Exercise goal:
Reproduce all of the data below line for line, without any changes.

Stored data entries
_ _ _
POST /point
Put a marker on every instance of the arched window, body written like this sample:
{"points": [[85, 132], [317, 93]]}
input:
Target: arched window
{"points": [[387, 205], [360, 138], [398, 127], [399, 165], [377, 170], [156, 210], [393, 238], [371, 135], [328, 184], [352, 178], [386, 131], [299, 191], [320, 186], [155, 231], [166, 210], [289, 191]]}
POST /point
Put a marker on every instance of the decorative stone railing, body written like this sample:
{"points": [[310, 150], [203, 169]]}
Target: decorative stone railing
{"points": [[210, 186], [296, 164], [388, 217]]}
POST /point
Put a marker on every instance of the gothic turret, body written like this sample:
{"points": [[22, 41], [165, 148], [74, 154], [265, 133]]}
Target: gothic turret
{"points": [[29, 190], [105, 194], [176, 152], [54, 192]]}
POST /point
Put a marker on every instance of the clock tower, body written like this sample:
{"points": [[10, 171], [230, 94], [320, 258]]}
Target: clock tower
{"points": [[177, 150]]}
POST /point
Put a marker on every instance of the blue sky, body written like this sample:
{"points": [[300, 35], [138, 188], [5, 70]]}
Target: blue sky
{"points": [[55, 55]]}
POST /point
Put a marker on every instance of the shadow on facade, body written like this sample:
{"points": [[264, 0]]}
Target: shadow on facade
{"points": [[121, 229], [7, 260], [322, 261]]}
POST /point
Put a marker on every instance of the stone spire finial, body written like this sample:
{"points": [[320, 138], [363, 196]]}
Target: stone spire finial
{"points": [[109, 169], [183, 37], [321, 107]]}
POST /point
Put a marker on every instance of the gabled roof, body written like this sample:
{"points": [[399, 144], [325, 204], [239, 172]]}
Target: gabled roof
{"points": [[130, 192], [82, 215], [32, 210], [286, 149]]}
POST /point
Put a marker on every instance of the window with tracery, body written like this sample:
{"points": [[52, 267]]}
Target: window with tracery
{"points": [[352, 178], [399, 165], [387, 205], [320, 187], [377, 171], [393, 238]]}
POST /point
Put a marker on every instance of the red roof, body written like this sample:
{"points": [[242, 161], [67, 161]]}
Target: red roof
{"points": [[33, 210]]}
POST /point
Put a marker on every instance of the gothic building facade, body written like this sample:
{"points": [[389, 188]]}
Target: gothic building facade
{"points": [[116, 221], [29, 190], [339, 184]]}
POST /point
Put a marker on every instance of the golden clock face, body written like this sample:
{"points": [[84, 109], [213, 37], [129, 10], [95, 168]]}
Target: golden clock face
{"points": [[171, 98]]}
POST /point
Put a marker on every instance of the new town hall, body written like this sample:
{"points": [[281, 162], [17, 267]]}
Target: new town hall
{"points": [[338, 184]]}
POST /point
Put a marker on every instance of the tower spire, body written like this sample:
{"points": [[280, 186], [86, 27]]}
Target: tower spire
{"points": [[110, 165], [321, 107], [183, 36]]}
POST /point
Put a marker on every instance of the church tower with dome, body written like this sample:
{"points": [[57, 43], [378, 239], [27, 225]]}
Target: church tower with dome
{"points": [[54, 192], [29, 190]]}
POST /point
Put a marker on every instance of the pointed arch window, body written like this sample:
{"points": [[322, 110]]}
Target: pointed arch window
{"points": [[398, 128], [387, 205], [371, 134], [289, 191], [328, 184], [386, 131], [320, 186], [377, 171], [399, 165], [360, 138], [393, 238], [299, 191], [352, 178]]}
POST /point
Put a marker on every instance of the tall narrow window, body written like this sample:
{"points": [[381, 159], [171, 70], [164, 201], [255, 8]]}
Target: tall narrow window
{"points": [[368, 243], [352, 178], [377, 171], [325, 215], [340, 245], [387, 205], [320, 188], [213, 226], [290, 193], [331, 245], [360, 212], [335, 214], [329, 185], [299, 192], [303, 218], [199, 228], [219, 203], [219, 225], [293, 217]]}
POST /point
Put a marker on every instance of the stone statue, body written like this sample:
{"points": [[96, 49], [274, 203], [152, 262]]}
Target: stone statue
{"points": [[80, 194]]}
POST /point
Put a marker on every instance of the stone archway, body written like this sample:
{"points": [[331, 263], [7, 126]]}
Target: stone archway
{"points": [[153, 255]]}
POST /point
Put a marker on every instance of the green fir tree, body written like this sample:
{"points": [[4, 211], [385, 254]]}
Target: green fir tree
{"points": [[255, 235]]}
_ _ _
Exercise result:
POST /point
Put a marker on every instance of the arched window, body written like this sample:
{"points": [[85, 132], [317, 93]]}
input:
Target: arched window
{"points": [[387, 205], [360, 138], [398, 127], [399, 165], [377, 170], [156, 210], [393, 238], [371, 135], [328, 184], [352, 178], [386, 131], [299, 191], [320, 186], [155, 231], [166, 210], [289, 191]]}
POST /point
Put a marker on every instance of the decorative stone railing, body written like this sample:
{"points": [[310, 150], [203, 169]]}
Target: decorative stone railing
{"points": [[210, 186], [296, 164], [388, 217]]}
POST /point
Put a marker on every instance of the gothic turret, body written like this sample:
{"points": [[22, 41], [165, 148], [74, 154], [265, 133]]}
Target: gothic turret
{"points": [[29, 190], [105, 194], [176, 152], [54, 192]]}
POST /point
Put a marker on every instance of the clock tower, body written like this sample:
{"points": [[10, 171], [230, 94], [320, 258]]}
Target: clock tower
{"points": [[177, 150]]}
POST /point
Put a marker on every instance of the blue sky, body written like this sample:
{"points": [[300, 35], [138, 188], [5, 70]]}
Target: blue sky
{"points": [[55, 55]]}
POST /point
Put a marker on every instance of the shadow on facade, body written like this sample:
{"points": [[264, 0]]}
Target: shadow on facade
{"points": [[121, 229], [7, 260], [322, 261]]}
POST /point
Put a marker on every instance of the stone spire finial, body written like this sample:
{"points": [[320, 138], [363, 196]]}
Target: stone spire finial
{"points": [[109, 169], [183, 37], [321, 107]]}
POST /point
Put a marker on every instance of the gabled roof, body written like this sample:
{"points": [[399, 144], [325, 204], [239, 172]]}
Target: gabled roof
{"points": [[130, 192], [82, 215], [32, 210], [286, 149]]}
POST /point
Put a marker on every instance of the window with tracery, body written like this sample:
{"points": [[52, 267]]}
Target: window with tracery
{"points": [[352, 178], [399, 165], [387, 205], [320, 187], [377, 171], [393, 238]]}
POST /point
Put a marker on every instance of the red roof, body written like this sample:
{"points": [[242, 161], [67, 161]]}
Target: red roof
{"points": [[33, 210]]}
POST /point
Put a marker on every instance of the gothic building facade, body written like this sample:
{"points": [[389, 188]]}
Target: gothic building facade
{"points": [[116, 221], [29, 190], [339, 184]]}
POST /point
Put a marker on every instance of the golden clock face, body written like this sample:
{"points": [[84, 109], [213, 37], [129, 10], [95, 168]]}
Target: golden clock face
{"points": [[171, 98]]}
POST /point
Put a marker on every instance of the new town hall, body written like this sample:
{"points": [[281, 162], [17, 267]]}
Target: new town hall
{"points": [[338, 184]]}
POST /point
Put a marker on every instance of the tower spire, body written like this sample:
{"points": [[280, 186], [86, 27]]}
Target: tower spire
{"points": [[110, 165], [321, 107], [183, 36]]}
POST /point
Put a marker on every instance of the church tower with dome, body written like this sample:
{"points": [[57, 43], [378, 239], [27, 225]]}
Target: church tower with dome
{"points": [[54, 192], [29, 190]]}
POST /point
Put a marker on every instance of the pointed arch window, body written like this sample:
{"points": [[322, 110]]}
Target: pointed arch window
{"points": [[398, 128], [387, 205], [371, 134], [289, 191], [328, 184], [386, 131], [320, 186], [377, 171], [399, 165], [360, 138], [393, 238], [299, 191], [352, 178]]}
POST /point
Put a marker on every instance of the tall narrow window, body written like this sample:
{"points": [[381, 159], [171, 70], [164, 201], [255, 8]]}
Target: tall narrow window
{"points": [[368, 243], [352, 178], [377, 171], [325, 215], [340, 245], [387, 205], [320, 188], [213, 226], [290, 193], [331, 245], [360, 212], [335, 214], [329, 185], [299, 192], [303, 218], [199, 228], [219, 203], [219, 225], [293, 217]]}
POST /point
Put a marker on every instance of the stone statue, body written like this sample:
{"points": [[96, 49], [274, 203], [152, 262]]}
Target: stone statue
{"points": [[80, 194]]}
POST /point
Put a marker on every instance of the stone archway, body written like this sample:
{"points": [[331, 263], [7, 126]]}
Target: stone archway
{"points": [[153, 255]]}
POST /point
Put a marker on every instance of the green fir tree, body written like this sample:
{"points": [[4, 211], [385, 254]]}
Target: green fir tree
{"points": [[255, 235]]}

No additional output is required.